WHAT YOU HAVE TO DO. Whenever a line in the records below holds the string "church", include it in the count, and state the number alone.
*** INPUT DATA ***
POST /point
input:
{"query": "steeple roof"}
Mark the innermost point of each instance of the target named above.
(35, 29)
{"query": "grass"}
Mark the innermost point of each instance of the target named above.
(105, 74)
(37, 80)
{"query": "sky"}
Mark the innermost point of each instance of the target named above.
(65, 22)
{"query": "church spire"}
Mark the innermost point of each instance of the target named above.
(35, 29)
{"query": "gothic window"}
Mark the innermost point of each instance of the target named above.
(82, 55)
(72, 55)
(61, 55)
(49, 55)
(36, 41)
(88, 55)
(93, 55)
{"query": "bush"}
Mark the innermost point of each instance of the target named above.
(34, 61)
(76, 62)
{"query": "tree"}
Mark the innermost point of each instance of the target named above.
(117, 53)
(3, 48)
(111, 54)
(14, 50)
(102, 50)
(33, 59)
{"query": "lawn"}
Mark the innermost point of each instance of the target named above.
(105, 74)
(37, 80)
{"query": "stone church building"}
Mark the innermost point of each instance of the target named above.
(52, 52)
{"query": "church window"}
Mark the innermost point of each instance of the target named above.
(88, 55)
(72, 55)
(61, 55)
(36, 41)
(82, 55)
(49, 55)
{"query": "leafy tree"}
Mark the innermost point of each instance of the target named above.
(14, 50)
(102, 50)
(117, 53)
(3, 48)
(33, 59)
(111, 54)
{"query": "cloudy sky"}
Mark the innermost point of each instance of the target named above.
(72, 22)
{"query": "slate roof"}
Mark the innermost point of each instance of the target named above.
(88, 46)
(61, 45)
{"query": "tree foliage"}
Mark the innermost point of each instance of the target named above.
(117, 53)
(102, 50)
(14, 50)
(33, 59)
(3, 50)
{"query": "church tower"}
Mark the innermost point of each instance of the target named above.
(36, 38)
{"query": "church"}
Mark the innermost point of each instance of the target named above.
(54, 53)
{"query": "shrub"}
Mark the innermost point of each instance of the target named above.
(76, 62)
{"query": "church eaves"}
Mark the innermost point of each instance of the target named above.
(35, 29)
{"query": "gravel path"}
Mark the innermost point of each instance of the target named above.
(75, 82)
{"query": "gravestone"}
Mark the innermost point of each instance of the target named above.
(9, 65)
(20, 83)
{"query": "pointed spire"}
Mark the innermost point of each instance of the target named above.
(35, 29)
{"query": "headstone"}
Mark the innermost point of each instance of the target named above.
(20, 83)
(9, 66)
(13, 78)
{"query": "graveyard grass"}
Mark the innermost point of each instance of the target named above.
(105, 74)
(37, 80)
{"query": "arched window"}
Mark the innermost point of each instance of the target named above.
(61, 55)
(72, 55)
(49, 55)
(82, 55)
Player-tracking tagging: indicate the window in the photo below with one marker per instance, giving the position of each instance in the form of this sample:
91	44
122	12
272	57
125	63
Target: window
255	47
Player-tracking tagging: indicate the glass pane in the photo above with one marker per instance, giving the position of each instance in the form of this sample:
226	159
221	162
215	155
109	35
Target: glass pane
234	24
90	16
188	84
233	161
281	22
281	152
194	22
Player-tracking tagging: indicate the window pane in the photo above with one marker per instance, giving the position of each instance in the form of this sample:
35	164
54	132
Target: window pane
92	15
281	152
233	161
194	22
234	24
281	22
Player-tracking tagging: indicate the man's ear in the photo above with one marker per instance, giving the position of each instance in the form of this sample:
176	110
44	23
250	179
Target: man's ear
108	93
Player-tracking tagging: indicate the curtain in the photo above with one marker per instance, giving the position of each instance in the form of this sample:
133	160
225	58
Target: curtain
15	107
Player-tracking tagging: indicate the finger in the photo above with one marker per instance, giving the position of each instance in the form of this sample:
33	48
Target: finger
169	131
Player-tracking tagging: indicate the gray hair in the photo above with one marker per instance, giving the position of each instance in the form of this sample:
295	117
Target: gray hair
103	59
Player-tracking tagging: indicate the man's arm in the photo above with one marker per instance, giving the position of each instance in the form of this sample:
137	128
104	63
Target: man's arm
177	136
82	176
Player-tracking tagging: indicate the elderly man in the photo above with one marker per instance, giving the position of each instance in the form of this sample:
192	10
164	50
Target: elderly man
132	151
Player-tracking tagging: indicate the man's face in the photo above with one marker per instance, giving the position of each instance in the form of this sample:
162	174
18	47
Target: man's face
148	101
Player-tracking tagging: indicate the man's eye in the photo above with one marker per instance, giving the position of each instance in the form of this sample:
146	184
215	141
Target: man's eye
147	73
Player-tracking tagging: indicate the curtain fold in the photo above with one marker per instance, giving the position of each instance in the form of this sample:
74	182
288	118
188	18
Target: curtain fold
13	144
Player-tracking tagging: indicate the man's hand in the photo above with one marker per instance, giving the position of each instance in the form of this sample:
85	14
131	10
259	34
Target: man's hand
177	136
***
SOLUTION. 6